» Directions
Every line of the material that follows must be printed again exactly.

■ ■ ■ ■

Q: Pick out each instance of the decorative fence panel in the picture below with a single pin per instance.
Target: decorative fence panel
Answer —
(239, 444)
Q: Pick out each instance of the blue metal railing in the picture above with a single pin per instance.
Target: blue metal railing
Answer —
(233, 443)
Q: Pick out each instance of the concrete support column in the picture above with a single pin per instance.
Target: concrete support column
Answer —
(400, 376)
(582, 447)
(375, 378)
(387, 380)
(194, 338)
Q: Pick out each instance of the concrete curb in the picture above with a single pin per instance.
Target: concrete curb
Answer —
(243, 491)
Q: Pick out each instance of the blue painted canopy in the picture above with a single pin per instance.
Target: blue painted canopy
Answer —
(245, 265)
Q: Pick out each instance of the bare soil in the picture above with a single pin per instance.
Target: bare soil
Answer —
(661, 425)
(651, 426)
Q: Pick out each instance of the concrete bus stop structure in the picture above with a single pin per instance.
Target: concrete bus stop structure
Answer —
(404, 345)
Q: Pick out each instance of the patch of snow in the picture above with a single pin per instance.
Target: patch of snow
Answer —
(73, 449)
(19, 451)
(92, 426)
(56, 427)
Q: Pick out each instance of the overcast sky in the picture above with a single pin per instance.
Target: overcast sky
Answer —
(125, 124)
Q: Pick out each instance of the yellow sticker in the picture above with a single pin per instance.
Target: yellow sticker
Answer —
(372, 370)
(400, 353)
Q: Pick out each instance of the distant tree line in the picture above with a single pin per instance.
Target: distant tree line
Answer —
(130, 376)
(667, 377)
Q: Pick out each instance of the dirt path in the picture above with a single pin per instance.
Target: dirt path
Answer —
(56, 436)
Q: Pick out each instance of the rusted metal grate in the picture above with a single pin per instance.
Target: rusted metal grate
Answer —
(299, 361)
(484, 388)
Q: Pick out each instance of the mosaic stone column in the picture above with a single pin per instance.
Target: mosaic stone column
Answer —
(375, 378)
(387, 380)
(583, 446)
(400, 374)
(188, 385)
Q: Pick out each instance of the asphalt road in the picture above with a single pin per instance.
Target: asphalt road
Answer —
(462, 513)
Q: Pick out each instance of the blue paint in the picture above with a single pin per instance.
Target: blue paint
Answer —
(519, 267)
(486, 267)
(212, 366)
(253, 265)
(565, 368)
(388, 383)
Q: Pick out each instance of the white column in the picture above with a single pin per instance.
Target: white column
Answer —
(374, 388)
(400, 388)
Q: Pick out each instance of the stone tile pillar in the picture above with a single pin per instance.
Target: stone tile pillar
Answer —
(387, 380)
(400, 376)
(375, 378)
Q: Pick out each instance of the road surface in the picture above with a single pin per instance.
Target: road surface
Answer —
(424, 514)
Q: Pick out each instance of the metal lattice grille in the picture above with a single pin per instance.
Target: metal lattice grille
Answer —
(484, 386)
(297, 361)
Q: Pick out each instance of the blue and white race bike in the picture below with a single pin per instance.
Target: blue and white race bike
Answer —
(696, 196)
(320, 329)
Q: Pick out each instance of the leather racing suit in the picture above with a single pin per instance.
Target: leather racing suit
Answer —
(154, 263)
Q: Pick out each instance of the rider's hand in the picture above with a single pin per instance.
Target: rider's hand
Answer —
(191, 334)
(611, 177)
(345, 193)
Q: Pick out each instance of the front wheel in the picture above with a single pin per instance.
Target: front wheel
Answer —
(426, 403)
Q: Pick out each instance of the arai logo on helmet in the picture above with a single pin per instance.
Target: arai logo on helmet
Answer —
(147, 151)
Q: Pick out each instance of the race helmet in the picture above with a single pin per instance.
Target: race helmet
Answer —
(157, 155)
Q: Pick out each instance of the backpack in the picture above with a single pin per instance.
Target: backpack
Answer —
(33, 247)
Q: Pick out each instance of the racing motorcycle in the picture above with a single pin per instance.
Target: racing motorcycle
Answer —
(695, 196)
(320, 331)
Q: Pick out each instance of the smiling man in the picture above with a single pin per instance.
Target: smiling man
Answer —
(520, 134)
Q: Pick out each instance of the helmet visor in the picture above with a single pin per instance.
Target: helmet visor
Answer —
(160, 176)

■ ■ ■ ■

» Solution for this task
Q: Pick out each instance of the decorative fence panel in the picture below with a single pin per instance.
Target: decorative fence panel
Answer —
(239, 444)
Q: Pick out each instance of the blue metal railing in the picture above with a single pin per instance.
Target: blue metal railing
Answer —
(233, 443)
Q: Pick out each instance of the concrete support column in the picture above with a single pin per instance.
Target: concrete support column
Answer —
(400, 376)
(582, 447)
(375, 378)
(387, 380)
(194, 338)
Q: Pick out each instance of the concrete curb in the picture above with a single pin per instance.
Target: concrete curb
Answer —
(243, 491)
Q: Pick out each instance of the blue painted canopy in the picture above with a single pin per instance.
Target: blue painted canopy
Answer —
(245, 265)
Q: Pick out each instance of the bare soil in the picture above with a single pin per instance.
Target: bare soil
Answer —
(661, 425)
(651, 426)
Q: Pick out each instance of the concrete bus stop structure in the picture above with a single pin per instance.
Target: concrete bus stop structure
Answer —
(404, 345)
Q: Pick out each instance of the patch of snow in the picture above with a single pin per instance.
Target: patch of snow
Answer —
(73, 449)
(19, 451)
(92, 426)
(56, 427)
Q: Pick out each instance of the overcast sky in the picture above with a single pin per instance.
Target: overcast sky
Answer —
(125, 124)
Q: Pick out each instance of the yellow sticker in the picture above with a single pin per instance.
Target: yellow sticker
Answer —
(372, 370)
(400, 353)
Q: Pick out each instance of the distant tree line in the picture above with a single pin per instance.
Target: distant tree line
Answer —
(130, 376)
(667, 377)
Q: Pick out each instance of the dirt path in the picture above with a single pin per instance.
Target: dirt path
Answer —
(56, 436)
Q: Pick out each instance of the rusted metal grate in the picture above with a single pin per instance.
Target: rusted metal grate
Answer —
(299, 361)
(484, 388)
Q: Pick out each instance of the mosaic stone column in the picture above with a single pin per instance.
Target: mosaic stone column
Answer —
(375, 378)
(387, 380)
(583, 446)
(400, 374)
(188, 385)
Q: Pick out each instance of the asphalt road in the picture above with a single pin per instance.
Target: asphalt road
Answer —
(462, 513)
Q: Pick out each instance of the blue paint in the picture above with a single pin per instance.
Target: blue paint
Answer —
(519, 267)
(486, 267)
(212, 366)
(253, 265)
(565, 368)
(388, 383)
Q: Pick out each instance of the white column in the picture above with a single pin per instance.
Target: white column
Answer —
(374, 388)
(400, 388)
Q: Pick out each instance of the stone tile pillar in the picture above with a single pin per instance.
Target: stone tile pillar
Answer —
(387, 380)
(400, 376)
(375, 378)
Q: Pick out each instance of the road surface in the picture above with a single pin per instance.
Target: road surface
Answer —
(424, 514)
Q: Pick out each instance of the metal lattice grille in the picture above with a single pin per instance.
Target: metal lattice grille
Answer —
(484, 386)
(297, 361)
Q: Pick out each instance of the blue and white race bike in the picture below with a single pin per instance.
Target: blue and white race bike
Answer —
(696, 196)
(320, 329)
Q: Pick out each instance of the leather racing suit in the picture above with a single pin per instance.
Target: leather racing suit
Answer —
(154, 263)
Q: Pick out each instance of the rider's hand in the picture above with a single pin per instance.
Target: rider's hand
Answer —
(191, 334)
(611, 177)
(345, 193)
Q: Pick out each instance of the front wheel in the picture above with a single pin per instance.
Target: front wheel
Answer —
(426, 403)
Q: Pick out each instance of the arai logo on helmet in the picture above with a single pin per instance.
Target: arai logo on helmet
Answer —
(147, 151)
Q: Pick out each instance of the race helmet in the picture above with a single pin per instance.
Target: race helmet
Answer —
(157, 155)
Q: Pick out each instance of the backpack in the picture above with a single pin per instance.
Target: backpack
Answer —
(33, 247)
Q: Pick out each instance of the racing motorcycle in the picture above with a single pin per instance.
Target: racing motorcycle
Answer —
(695, 196)
(320, 331)
Q: Pick out each instance of the smiling man in the picture above with a single pin per instance.
Target: smiling man
Answer —
(520, 134)
Q: Pick out each instance of the helmet visor in the picture above with a single pin per instance.
Target: helmet visor
Answer —
(160, 176)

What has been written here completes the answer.